- **SOURCE PASSAGE**:

******************************

Dealing with vast storehouses of wheat, rice, and maize became quite a chore for the monarchs and emperors that developed along with the new economy. There was simply too much data to be managed in the minds of the elders (who by now were feeling the effects of hardware obsolescence as they were being pushed quietly into the background).

And so, in order to store all the new information, humanity invented the technology of writing. And though great scholars like Aristotle warned that the invention of the alphabet would lead to the subtle but total demise of the creativity and sensibility of humanity, data began to be stored in voluminous data repositories, called books.

As we know, eventually books propogated with great speed and soon, whole communities of books migrated to the first real "databases", libraries.

Unlike previous versions of data warehouses (people and books), that might be considered the australopithecines of the database lineage, libraries crossed over into the modern-day species, though they were incredibly primitive of course.

Specifically, libraries introduced "standards" by which data could be stored and retrieved.

After all, without standards for accessing data, libraries would be like my closet, endless and engulfing swarms of chaos. Books, and the data within books, had to be quickly accessible by anyone if they were to be useful.

In fact, the usefulness of a library, or any base of data, is proportional to its data storage and retrieval efficiency. This one corollary would drive the evolution of databases over the next 2000 years to its current state.

Thus, early librarians defined standardized filing and retrieval protocols. Perhaps, if you have ever made it off the web, you will have seen an old library with its cute little indexing system (card catalog) and pointers (Dewey decimal system).

And for the next couple thousand years libraries grew, and grew, and grew along with associated storage/retrieval technologies such as the filing cabinet, colored tabs, and three ring binders.

All this until one day about half a century ago, some really bright folks including Alan Turing, working for the British government were asked to invent an advanced tool for breaking German cryptographic "Enigma" codes.

Readers: In response to the above sentence, a concerned reader wrote in with the following comments, which I have verified online as true. I have left the original text in tact, but add his comments...

"The historical part of your story isn't correct, I'm afraid. In your article, you mention how the first computers were invented by the English to break the German enigma code. It seems that you are not aware of the fact that the Nazi's used IBM computers to manage the Holocaust in the most orderly fashion. All data about the Holocaust victims were carefully stored in their American databases, using punch-cards! (Indeed, American IBM engineers have travelled to Germany all throughout WWII to manage the Nazi ICT system).

More information on this chapter of history can be found in "Wallstreet and the Rise of Hitler" by professor Anthony Sutton.

I thought this information should not be neglected for future generations.

That day the world changed again. That day the computer was born.

******************************

- **EXCERPTED DATA**:

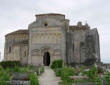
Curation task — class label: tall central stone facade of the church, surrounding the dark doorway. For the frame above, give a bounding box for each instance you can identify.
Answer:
[28,15,69,65]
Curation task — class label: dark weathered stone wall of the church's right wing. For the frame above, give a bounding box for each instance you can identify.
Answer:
[67,29,100,64]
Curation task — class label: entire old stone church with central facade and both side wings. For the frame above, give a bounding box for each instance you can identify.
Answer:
[4,13,100,66]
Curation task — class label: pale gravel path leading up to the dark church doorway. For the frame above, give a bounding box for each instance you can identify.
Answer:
[39,67,60,85]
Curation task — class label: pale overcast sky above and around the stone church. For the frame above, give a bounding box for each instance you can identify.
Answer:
[0,0,110,63]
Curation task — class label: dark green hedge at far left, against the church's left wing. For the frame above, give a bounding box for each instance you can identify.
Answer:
[0,61,21,68]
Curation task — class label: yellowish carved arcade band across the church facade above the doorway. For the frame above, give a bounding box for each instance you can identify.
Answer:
[32,32,61,44]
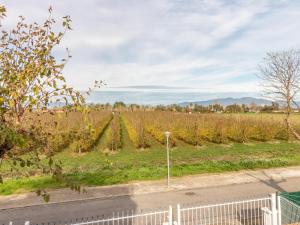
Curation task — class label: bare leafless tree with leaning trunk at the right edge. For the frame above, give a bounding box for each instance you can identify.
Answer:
[258,50,300,140]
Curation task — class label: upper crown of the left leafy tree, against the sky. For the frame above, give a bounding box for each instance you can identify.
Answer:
[0,8,84,123]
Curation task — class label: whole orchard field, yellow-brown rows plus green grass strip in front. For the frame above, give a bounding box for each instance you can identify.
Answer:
[0,110,300,195]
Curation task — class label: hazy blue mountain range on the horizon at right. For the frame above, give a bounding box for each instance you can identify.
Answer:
[179,97,272,106]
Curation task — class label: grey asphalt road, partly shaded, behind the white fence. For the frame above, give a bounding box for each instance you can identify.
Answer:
[0,178,300,225]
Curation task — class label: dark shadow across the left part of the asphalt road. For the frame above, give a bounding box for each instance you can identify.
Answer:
[0,187,137,225]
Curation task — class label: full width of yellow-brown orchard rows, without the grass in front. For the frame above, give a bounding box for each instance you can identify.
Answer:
[18,110,300,153]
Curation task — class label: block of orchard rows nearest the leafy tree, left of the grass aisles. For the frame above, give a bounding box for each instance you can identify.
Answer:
[26,110,111,152]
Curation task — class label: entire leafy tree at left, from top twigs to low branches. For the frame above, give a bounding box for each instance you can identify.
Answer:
[0,6,102,200]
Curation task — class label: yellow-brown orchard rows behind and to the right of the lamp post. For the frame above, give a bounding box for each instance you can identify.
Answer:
[127,112,300,145]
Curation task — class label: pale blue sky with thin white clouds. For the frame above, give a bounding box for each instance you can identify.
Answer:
[0,0,300,92]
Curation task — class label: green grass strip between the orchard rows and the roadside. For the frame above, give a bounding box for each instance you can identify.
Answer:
[0,140,300,195]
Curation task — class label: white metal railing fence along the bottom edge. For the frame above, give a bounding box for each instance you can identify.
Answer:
[10,194,284,225]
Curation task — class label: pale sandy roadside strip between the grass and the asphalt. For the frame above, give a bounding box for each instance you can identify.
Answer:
[0,166,300,209]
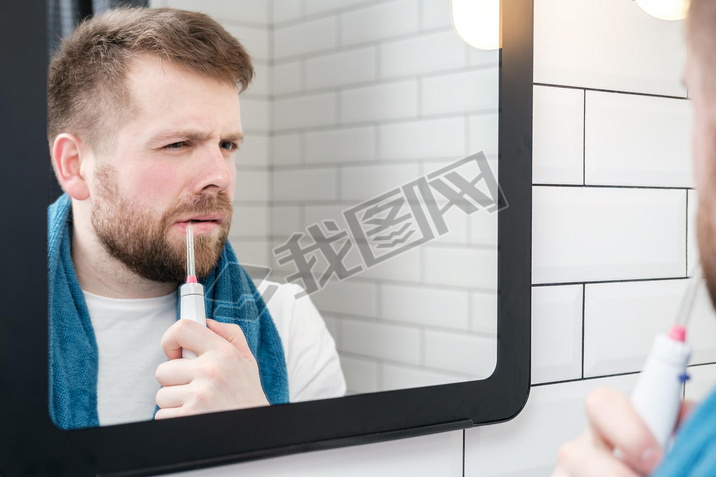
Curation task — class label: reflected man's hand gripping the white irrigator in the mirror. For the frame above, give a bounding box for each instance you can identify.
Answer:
[155,319,269,419]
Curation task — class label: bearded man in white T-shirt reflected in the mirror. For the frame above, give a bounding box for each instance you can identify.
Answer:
[48,9,345,429]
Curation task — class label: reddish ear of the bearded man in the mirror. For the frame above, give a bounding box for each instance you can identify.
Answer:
[52,133,89,200]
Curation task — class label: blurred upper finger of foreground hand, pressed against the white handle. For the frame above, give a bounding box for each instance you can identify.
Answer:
[586,388,662,475]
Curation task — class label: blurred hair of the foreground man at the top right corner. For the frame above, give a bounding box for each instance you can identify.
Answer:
[686,0,716,72]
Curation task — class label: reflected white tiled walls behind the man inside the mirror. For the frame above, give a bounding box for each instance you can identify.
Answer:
[162,0,499,394]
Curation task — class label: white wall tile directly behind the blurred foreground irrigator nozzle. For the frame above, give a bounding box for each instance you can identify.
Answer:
[584,280,716,377]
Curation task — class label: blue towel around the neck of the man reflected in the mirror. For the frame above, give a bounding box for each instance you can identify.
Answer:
[47,194,288,429]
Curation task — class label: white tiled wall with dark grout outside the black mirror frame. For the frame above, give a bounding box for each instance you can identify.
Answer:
[161,0,716,476]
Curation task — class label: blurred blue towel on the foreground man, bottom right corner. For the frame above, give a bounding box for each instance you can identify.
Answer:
[652,384,716,477]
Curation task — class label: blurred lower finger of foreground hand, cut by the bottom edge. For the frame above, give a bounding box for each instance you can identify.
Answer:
[552,434,638,477]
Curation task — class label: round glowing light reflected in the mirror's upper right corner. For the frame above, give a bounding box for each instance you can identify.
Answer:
[451,0,502,50]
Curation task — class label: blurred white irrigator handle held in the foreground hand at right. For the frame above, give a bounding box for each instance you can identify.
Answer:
[631,335,691,449]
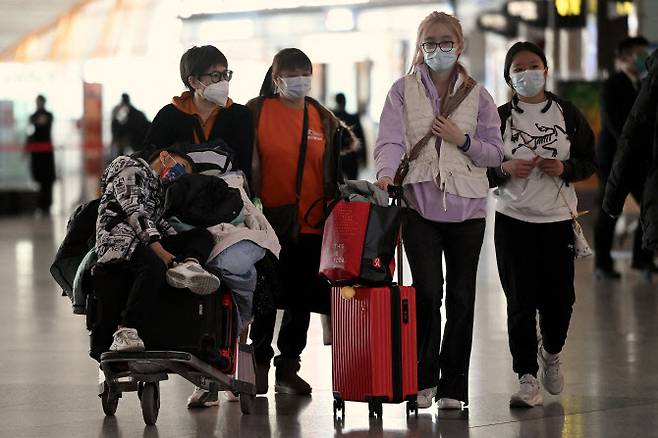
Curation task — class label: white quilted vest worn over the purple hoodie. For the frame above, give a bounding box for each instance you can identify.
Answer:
[403,72,489,198]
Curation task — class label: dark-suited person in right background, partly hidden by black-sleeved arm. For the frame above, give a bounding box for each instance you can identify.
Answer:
[594,36,658,280]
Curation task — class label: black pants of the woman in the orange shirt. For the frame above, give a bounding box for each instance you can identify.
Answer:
[250,234,331,364]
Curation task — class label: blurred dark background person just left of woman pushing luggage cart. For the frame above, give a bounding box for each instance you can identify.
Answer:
[111,93,150,159]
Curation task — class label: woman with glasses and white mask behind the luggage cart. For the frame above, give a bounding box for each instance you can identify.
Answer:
[144,46,254,186]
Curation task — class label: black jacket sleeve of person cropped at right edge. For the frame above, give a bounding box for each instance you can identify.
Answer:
[603,68,658,216]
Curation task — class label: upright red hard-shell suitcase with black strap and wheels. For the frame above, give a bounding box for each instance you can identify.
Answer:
[331,186,418,417]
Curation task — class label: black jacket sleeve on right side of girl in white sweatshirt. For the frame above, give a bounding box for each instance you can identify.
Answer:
[559,101,596,183]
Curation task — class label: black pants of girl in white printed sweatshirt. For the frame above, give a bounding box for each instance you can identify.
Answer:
[494,213,576,377]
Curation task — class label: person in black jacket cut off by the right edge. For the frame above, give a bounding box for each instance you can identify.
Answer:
[603,50,658,279]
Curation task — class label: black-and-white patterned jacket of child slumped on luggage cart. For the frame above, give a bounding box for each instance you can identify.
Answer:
[96,156,176,263]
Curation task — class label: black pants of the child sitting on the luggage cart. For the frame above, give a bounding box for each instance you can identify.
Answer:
[94,228,214,329]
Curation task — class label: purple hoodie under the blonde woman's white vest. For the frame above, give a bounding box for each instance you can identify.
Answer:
[374,64,503,222]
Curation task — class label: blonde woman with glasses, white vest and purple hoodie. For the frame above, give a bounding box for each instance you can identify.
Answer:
[374,12,503,409]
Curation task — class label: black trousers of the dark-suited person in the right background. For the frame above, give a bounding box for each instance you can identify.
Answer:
[594,177,653,270]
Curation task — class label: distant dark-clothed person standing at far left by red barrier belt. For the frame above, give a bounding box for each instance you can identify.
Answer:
[25,95,55,216]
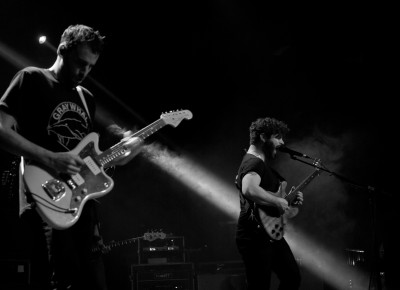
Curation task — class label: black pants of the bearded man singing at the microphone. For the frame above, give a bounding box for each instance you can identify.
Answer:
[236,230,301,290]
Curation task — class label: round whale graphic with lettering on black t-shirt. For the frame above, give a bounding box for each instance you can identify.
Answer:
[47,102,89,150]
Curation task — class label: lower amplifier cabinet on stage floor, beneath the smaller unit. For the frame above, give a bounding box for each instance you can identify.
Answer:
[131,263,194,290]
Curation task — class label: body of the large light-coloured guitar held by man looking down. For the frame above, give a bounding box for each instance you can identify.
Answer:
[24,133,114,229]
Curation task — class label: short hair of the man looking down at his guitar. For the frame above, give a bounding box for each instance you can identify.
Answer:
[60,24,105,54]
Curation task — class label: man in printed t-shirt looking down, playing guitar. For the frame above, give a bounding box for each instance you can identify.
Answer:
[0,25,142,290]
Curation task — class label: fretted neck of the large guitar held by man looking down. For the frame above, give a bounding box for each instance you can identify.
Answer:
[97,119,167,168]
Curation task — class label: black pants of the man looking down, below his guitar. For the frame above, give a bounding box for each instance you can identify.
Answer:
[22,203,107,290]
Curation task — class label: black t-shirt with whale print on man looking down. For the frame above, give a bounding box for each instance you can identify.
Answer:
[0,67,95,152]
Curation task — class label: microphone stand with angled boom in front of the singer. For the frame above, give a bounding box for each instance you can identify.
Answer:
[289,153,390,290]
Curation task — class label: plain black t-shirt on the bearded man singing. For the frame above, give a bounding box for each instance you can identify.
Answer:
[235,154,284,239]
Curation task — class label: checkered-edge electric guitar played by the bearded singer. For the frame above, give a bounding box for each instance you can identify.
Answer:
[256,160,321,240]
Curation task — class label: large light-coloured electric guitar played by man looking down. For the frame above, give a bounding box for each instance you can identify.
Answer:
[23,110,193,229]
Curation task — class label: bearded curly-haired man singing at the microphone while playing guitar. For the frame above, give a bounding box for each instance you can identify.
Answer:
[236,117,303,290]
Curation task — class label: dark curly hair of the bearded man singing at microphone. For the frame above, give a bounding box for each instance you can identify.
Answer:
[249,117,290,145]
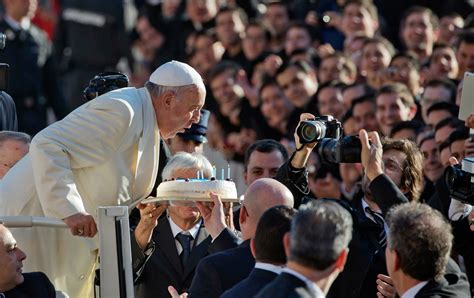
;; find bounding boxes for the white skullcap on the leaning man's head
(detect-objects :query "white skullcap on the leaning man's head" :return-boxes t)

******************************

- **THINGS TO DO**:
**a)** According to the database history passage, what were the first real "databases"?
**b)** List the storage and retrieval technologies that the database history passage says grew along with libraries.
**c)** Shorten the paragraph of the database history passage that begins "Thus, early librarians defined" into one sentence that keeps its main facts.

- **TASK-BY-TASK OUTPUTS**:
**a)** Libraries were the first real "databases."

**b)**
- Filing cabinet
- Colored tabs
- Three ring binders

**c)** Early librarians defined standardized filing and retrieval protocols, seen in old libraries as the card catalog for indexing and the Dewey decimal system for pointers.